* **BRIEF 1**
Can you return the passage of the blog post on when AI is appropriate, starting at "We didn’t actually" and ending at "are being used.", word for word?
* **BRIEF 2**
Could you supply the next part of the blog post on when AI is appropriate, picking up right after its last sentence?

* **PAGE EXTRACT**
________________________________________

When is AI appropriate?

Home > Uncategorized > When is AI appropriate?

When is AI appropriate?

July 11, 2016 Cathy O'Neil, mathbabe

I was invited last week to an event co-sponsored by the White House,Microsoft, and NYU called AI Now: The social and economic implications of artificial intelligence technologies in the near term. Many of the discussions were under “Chatham House Rule,” which means I get to talk about the ideas without attributing any given idea to any person.

Before I talk about some of the ideas that came up, I want to mention that the definition of “AI” was never discussed. After a while I took it to mean anything that was technological that had an embedded flow chart inside it. So, anything vaguely computerized that made decisions. Even a microwave that automatically detected whether your food was sufficiently hot – and kept heating if it wasn’t – would qualify as AI under these rules.

In particular, all of the algorithms I studied for my book certainly qualified. And some of them, like predictive policing and recidivism risk models, google search and resume filtering algorithms, were absolutely talked about and referred to as AI.

One of the questions we posed was, when is AI appropriate? Is there a class of questions that AI should not be used for, and why? More interestingly, is there AI working and making decisions right now, in some context, that should be outlawed? Or at least put on temporary suspension?

[Aside: I’m so glad we’re actually finally discussing this. Up until now it seems like wherever I go it’s taken as a given that algorithms would be an improvement over human decision-making. People still automatically assume algorithms are more fair and objective than humans, and sometimes they are, but they are by no means perfect.]

We didn’t actually have time to thoroughly discuss this question, but I’m going to throw down the gauntlet anyway.

—

Take recidivism risk models. Julia Angwin and her team at ProPublica recently demonstrated that the COMPAS model, which was being used in Broward County Florida (as well as many other places around the country), is racist. In particular, it has very different errors for blacks and for whites, with high “false positive” rates for blacks and high “false negative” rates for whites. This ends up meaning that blacks go to jail for longer, since that’s how recidivism rates are being used.

So, do we throw out recidivism modeling altogether? After all, judges by themselves are also racist; a models such as the COMPAS model might actually be improving the situation. Then again, it might be making it worse. We simply don’t know without a monitor in place. (So, let’s get some monitors in place, people! Let’s see some academic work in this area!)

I’ve heard people call for removing recidivism models altogether, but honestly I think that’s too simple. I think we should instead have a discussion on what they show, why they’re used the way they are, and how they can be improved to help people.

So, if we’re seeing way more black (men) with high recidivism risk scores, we need to ask ourselves: why are black men deemed so much more likely to return to jail? Is it because they’re generally poorer and don’t have the start-up funds necessary to start a new life? Or don’t have job opportunities when they get out of prison? Or because their families and friends don’t have a place for them to stay? Or because the cops are more likely to re-arrest them because they live in poor neighborhoods or are homeless? Or because the model’s design itself is flawed? In short, what are we measuring when we build recidivism scores?

________________________________________

(Point annotation records)
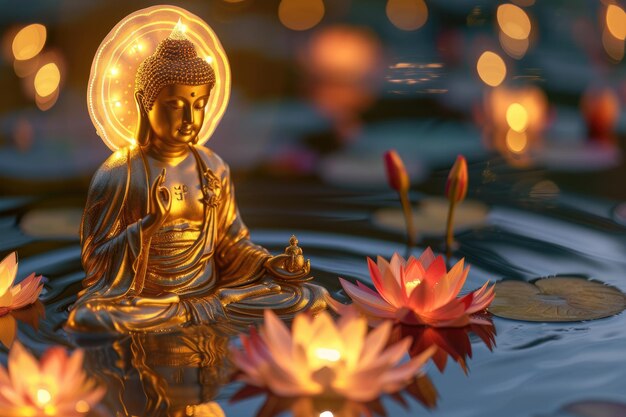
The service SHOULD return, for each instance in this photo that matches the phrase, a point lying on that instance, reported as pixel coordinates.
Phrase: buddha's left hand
(277, 267)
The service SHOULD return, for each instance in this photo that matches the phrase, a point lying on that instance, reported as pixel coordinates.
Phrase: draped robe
(117, 258)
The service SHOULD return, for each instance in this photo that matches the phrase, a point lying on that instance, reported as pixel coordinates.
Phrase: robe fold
(120, 263)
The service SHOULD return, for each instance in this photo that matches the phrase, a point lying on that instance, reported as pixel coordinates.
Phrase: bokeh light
(407, 14)
(616, 21)
(300, 14)
(517, 117)
(515, 48)
(29, 41)
(516, 142)
(47, 79)
(513, 21)
(491, 68)
(613, 47)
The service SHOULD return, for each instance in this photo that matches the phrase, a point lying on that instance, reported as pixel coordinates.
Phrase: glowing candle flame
(82, 407)
(331, 355)
(410, 285)
(43, 397)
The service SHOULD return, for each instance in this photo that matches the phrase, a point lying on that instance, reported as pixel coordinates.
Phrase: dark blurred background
(322, 88)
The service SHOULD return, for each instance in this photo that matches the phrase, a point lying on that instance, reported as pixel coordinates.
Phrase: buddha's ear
(139, 99)
(143, 127)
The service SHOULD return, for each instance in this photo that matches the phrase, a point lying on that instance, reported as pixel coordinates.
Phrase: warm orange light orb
(515, 48)
(110, 93)
(616, 21)
(613, 47)
(513, 21)
(491, 68)
(47, 79)
(407, 14)
(517, 117)
(29, 41)
(300, 14)
(516, 142)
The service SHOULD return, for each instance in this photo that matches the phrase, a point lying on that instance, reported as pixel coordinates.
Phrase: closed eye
(176, 104)
(200, 103)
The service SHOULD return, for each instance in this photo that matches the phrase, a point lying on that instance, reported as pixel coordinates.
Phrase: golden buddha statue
(163, 243)
(174, 374)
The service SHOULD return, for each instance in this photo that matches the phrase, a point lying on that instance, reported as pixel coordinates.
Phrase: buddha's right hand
(160, 299)
(160, 205)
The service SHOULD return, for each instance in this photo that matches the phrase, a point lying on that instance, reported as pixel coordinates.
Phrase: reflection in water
(29, 315)
(454, 342)
(173, 374)
(421, 389)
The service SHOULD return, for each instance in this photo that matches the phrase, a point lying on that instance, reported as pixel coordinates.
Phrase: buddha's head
(172, 89)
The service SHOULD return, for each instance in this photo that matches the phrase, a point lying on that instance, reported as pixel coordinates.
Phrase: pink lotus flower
(417, 292)
(13, 297)
(321, 358)
(56, 386)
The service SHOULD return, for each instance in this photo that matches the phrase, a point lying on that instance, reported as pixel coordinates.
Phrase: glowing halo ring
(110, 93)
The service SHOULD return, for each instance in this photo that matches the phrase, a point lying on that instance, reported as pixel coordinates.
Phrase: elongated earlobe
(143, 127)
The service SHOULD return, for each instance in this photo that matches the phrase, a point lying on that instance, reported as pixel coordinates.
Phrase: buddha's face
(178, 113)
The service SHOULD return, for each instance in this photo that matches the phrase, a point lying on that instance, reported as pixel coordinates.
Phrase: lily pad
(59, 223)
(556, 299)
(431, 215)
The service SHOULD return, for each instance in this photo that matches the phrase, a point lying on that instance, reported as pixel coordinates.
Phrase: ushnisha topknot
(175, 61)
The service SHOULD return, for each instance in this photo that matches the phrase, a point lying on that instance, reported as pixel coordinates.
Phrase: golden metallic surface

________________________________________

* **EXPECTED OUTPUT 1**
We didn’t actually have time to thoroughly discuss this question, but I’m going to throw down the gauntlet anyway.

—

Take recidivism risk models. Julia Angwin and her team at ProPublica recently demonstrated that the COMPAS model, which was being used in Broward County Florida (as well as many other places around the country), is racist. In particular, it has very different errors for blacks and for whites, with high “false positive” rates for blacks and high “false negative” rates for whites. This ends up meaning that blacks go to jail for longer, since that’s how recidivism rates are being used.

* **EXPECTED OUTPUT 2**
Second, why are recidivism risk models used to further punish people who are already so disadvantaged? What is it about our punitive and vengeful justice system that makes us punish people in advance for crimes they have not yet committed? It keeps them away from society even longer and further casting them into a cycle of crime and poverty. If our goal were to permanently brand and isolate a criminal class, we couldn’t look for a better tool. We need to do better.

Next, how can we retool recidivism models to help people rather than harm them? We could use the scores to figure out who needs resources the most in order to stay out of trouble after release, to build evidence that we need to help people who leave jail rebuild their lives. How do investments in education inside help people once they get out land a job? Do states that make it hard for employers to discriminate based on prior convictions – or for that matter on race – see better results for recently released prisoners? To what extent does “broken windows policing” in a neighborhood affect the recidivism rates for its inhabitants? These are all questions we need to answer, but we cannot answer without data. So let’s collect the data.

—

Back to the question: when is AI appropriate? I’d argue that building AI is almost never inappropriate in itself, but interpreting results of AI decision-making is incredibly complicated and can be destructive or constructive, depending on how well it is carried out.

And, as was discussed at the meeting, most data scientists/ engineers have little or no training in thinking about this stuff beyond optimization techniques and when to use linear versus logistic regression. That’s a huge problem, because part of AI – a big part – is the assumption that AI can solve every problem in essentially the same way. AI teams are, generally speaking, homogenous in gender, class, and often race, and that monoculture gives rise to massive misunderstandings and narrow ways of thinking.

The short version of my answer is, AI can be made appropriate if it’s thoughtfully done, but most AI shops are not set up to be at all thoughtful about how it’s done. So maybe, at the end of the day, AI really is inappropriate, at least for now, and until we figure out how to involve more people and have a more principled discussion about what it is we’re really measuring with AI.

Categories: Uncategorized

Comments (10)

ax42

July 11, 2016 at 9:53 am

Kahnemann has added to this conversation recently, and he comes out strongly in favour of AI in a corporate setting.

http://knowledge.wharton.upenn.edu/article/nobel-winner-daniel-kahnemans-strategy-firm-can-think-smarter/

LikeLike
- Guest2
  
  July 11, 2016 at 10:25 pm
  
  “The indications from the research are unequivocal,” he said:” When it comes to decision-making, algorithms are superior to people. “Algorithms are noise-free. People are not,” he said. “When you put some data in front of an algorithm, you will always get the same response at the other end.”
  
  Of all the crap I have heard Nobelists say, this has got to be the dumbest. Whatever Kahnemann is peddling, he just stepped into it, big time. So, what cognitive sinkhole just swallowed him, I wonder. Any respect I had for the man instantly evaporated when I saw this. Too bad. I liked his approach — too bad he’s not able to apply it to himself!
  
  LikeLike
  - Guest2
    
    July 13, 2016 at 7:39 pm
    
    Maybe Kahnemann should read this series.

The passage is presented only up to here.